> _Extracted records_
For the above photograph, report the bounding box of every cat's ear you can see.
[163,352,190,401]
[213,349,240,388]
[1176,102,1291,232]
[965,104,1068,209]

> _Work instructions_
Scale the bounding boxes in the rows above by 1.1. Rewrite every line, including the request, multiply each box coordinate by 1.1, and round to the nearest whole number with halves rounded up.

> _Solved exercise_
For the above photograph, report the bounding box of every cat's ear you can see.
[179,387,209,441]
[234,384,264,427]
[1294,112,1420,255]
[1062,114,1175,230]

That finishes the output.